Repeat every one of the rows below word for word, changing nothing.

Rows from a point labeling set:
- - -
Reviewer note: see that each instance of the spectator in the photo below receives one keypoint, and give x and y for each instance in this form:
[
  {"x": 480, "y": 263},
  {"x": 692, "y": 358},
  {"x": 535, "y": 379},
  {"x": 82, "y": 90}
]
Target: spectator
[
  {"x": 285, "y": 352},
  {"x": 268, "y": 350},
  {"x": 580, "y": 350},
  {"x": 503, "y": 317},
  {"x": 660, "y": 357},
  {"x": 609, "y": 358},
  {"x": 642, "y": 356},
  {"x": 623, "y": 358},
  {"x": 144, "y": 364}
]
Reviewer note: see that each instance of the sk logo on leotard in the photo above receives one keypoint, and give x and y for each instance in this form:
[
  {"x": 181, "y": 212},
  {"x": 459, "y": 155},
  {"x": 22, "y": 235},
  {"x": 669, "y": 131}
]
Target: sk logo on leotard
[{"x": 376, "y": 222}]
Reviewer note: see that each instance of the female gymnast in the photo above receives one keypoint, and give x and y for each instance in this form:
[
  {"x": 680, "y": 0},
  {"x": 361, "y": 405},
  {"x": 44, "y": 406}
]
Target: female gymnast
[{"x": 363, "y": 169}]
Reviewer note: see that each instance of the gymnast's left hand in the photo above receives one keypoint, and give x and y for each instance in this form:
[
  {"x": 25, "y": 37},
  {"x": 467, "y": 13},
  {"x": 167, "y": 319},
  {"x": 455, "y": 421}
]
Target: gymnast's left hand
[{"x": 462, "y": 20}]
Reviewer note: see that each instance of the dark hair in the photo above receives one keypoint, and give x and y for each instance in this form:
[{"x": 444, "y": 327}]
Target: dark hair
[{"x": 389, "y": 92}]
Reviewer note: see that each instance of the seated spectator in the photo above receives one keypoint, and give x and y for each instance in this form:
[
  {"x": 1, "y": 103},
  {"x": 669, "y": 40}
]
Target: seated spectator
- - -
== ANSWER FOR THIS EXERCISE ==
Reviewer note: see that each instance of the spectator in the photo below receives one keypoint, and give x and y for each instance in this form:
[
  {"x": 480, "y": 263},
  {"x": 692, "y": 358},
  {"x": 535, "y": 379},
  {"x": 82, "y": 90}
]
Target: spectator
[
  {"x": 285, "y": 352},
  {"x": 268, "y": 350},
  {"x": 580, "y": 350},
  {"x": 503, "y": 317},
  {"x": 660, "y": 357},
  {"x": 609, "y": 358},
  {"x": 642, "y": 356},
  {"x": 623, "y": 358},
  {"x": 144, "y": 364}
]
Reviewer note: see that each instance of the sk logo on leotard in the photo above receives one keypoint, and give x and y for each instance in this form:
[
  {"x": 181, "y": 212},
  {"x": 459, "y": 155},
  {"x": 22, "y": 235},
  {"x": 669, "y": 131}
]
Target: sk logo on leotard
[{"x": 376, "y": 222}]
Reviewer note: see that each instance of the female gymnast in the photo above receives one keypoint, and give x and y for each instance in this form:
[
  {"x": 680, "y": 0},
  {"x": 361, "y": 405},
  {"x": 44, "y": 406}
]
Target: female gymnast
[{"x": 363, "y": 169}]
Reviewer note: see that each instance of the gymnast's left hand in the photo above receives one keypoint, and give x and y for each instance in this form:
[
  {"x": 25, "y": 37},
  {"x": 467, "y": 13},
  {"x": 167, "y": 319},
  {"x": 455, "y": 421}
]
Target: gymnast's left hand
[{"x": 462, "y": 20}]
Reviewer note: see that each instance of the dark hair in the photo above receives one keypoint, and give x and y for each instance in this form:
[{"x": 444, "y": 327}]
Target: dark hair
[{"x": 389, "y": 92}]
Reviewer note: see that each instance of the seated spectator in the photo above receives one keypoint, and give x and y for each instance in this form:
[
  {"x": 1, "y": 103},
  {"x": 669, "y": 40}
]
Target: seated spectator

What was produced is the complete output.